The LatinX child is pliable. Childhood and adulthood are on the same hostile footing. The Central American minor (as in: under the legal age of full responsibility) interchangeably becomes a minor Central American (meaning: someone who has a low rank, status, or position)—enacting an ideological Lilliputianness at the juridical level. The diminutiveness of the LatinX child—a descendant of Máximo’s and Bartola’s, so to speak—evokes magnification: the magnification of smallness through time. Lilliputianness is a metaphor for Central America and the Central American. The questionnaire mirrors this shortness by condensing and minimizing its subject. The fantastical smallness of Máximo and Bartola makes a return as the little LatinX child is shortened through his or her questionnaire responses in our modern day. After all, immigration judge Jack H. Weil has argued that “three- and four-year-olds can learn immigration law well enough to represent themselves in court. I’ve taught immigration law literally to three-year-olds and four-year-olds. It takes a lot of time. It takes a lot of patience. They get it. It’s not the most efficient, but it can be done” (Markon 2016).
The LatinX child is expected to possess the brainpower to figure out U.S. immigration law and to competently serve as its own legal counsel. This child acts out a legally sanctioned bizarre irrationalism. The LatinX child stages the juridical mode of recognition by which it is identified: its abject problems. But there is no sense of American ethics and obligation to the Central American child who appears to arrive ex nihilo. Three additional judges publicly challenged Weil: “A typical three-year-old cannot tie her shoes, count to 100, peel a banana, or be trusted not to swallow marbles” (Markon 2016). Luiselli mentions the cognitive stumbling blocks presented by the form’s last ten questions. They “are the most difficult because they refer directly to the gangs. Smaller children look back at you with a mixture of bewilderment and amusement if you say ‘bands of organized criminals,’ maybe because they associate the word ‘bands’ with musical groups” (2017, 73). The LatinX child, “targeted on the basis of racialized national identities,” is framed to articulate its own grounds of expulsion (Terrio 2015, 15). Ngai’s words ring true: if “the illegal immigrant cannot be constituted without deportation—the possibility or threat of deportation, if not the fact”—neither can the LatinX child (2004, 58). Illegality, detention, and deportation are its iconic status.
One is not a detached observer. Luiselli speaks of two Guatemalan sisters, five and seven years old, whose mother saved enough money to bring them up north through a coyote or, as one of the girls says, “a man” (2017, 56). They prepared for their journey in this way:
The day before they left, their grandmother sewed a ten-digit number on the collars of the dress each girl would wear through the entire trip. It was a ten-digit number the girls had not been able to memorize, as hard as she tried to get them to, so she had decided to embroider it on their dresses and repeat over, and over, a single instruction: they should never take this dress off, not even to sleep, and as soon as they reached America, as soon as they met the first American policeman, they were to show the inside of the dress’s collar to him. He would then dial the number and let them speak to their mother. The rest would follow. (57)

> DATA SHOWN

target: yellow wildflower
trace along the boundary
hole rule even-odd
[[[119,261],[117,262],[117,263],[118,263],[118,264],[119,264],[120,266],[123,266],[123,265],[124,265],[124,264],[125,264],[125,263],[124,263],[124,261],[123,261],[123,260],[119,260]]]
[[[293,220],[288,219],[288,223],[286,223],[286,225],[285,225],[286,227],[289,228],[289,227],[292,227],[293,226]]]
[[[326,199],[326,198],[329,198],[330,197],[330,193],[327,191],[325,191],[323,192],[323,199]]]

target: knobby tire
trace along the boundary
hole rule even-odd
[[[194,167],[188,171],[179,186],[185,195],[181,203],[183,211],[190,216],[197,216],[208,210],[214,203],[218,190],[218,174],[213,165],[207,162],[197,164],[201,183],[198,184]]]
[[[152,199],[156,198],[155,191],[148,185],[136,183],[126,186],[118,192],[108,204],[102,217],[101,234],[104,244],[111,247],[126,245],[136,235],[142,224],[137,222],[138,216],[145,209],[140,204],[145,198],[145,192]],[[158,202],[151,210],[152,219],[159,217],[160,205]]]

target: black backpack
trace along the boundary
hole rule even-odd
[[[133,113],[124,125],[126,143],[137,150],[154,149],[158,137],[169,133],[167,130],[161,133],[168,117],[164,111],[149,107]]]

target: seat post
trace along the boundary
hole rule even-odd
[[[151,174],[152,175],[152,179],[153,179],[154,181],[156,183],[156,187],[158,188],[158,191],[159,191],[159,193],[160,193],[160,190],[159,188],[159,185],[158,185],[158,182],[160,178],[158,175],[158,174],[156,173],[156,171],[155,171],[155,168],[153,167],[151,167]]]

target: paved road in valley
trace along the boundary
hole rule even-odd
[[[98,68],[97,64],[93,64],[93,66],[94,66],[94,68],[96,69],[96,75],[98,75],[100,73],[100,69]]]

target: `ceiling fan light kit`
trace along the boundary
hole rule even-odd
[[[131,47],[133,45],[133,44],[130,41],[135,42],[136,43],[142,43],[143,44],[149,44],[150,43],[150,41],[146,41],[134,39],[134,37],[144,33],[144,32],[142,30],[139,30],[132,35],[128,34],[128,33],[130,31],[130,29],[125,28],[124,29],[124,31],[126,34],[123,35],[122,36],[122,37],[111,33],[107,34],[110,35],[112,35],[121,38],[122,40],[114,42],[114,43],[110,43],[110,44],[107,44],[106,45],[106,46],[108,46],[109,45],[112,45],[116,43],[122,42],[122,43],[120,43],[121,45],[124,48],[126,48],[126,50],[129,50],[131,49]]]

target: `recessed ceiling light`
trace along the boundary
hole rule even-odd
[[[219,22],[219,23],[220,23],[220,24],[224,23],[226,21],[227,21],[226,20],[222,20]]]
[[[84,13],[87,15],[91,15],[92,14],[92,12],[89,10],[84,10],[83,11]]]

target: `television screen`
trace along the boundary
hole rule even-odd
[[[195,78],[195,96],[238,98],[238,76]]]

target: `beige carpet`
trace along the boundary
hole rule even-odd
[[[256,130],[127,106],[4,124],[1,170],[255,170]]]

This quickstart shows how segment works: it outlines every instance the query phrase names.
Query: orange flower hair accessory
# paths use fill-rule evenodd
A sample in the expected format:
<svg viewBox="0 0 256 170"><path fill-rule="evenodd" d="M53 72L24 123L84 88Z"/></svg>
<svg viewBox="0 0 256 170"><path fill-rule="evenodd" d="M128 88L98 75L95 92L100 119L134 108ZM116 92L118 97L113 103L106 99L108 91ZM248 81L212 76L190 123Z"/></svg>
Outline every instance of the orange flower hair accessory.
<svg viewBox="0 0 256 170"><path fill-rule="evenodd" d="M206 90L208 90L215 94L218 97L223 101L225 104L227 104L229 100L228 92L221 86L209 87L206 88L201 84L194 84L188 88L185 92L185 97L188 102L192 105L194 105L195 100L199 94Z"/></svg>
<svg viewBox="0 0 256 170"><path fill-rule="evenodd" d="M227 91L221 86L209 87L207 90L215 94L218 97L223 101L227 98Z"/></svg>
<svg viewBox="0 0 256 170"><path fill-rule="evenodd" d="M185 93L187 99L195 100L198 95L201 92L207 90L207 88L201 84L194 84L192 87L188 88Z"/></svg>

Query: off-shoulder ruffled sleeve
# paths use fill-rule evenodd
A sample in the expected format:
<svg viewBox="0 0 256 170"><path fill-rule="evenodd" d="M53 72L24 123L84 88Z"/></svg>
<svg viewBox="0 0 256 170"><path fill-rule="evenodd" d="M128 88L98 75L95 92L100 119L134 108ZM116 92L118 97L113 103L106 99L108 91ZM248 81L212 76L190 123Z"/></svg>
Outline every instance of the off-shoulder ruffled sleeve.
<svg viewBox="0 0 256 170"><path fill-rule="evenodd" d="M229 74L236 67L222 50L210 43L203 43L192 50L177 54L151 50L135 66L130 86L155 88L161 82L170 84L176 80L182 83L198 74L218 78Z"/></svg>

> TASK BRIEF
According to the passage on the LatinX child, what did the grandmother of the two Guatemalan sisters sew onto the collars of their dresses?

> EXERCISE RESPONSE
A ten-digit number.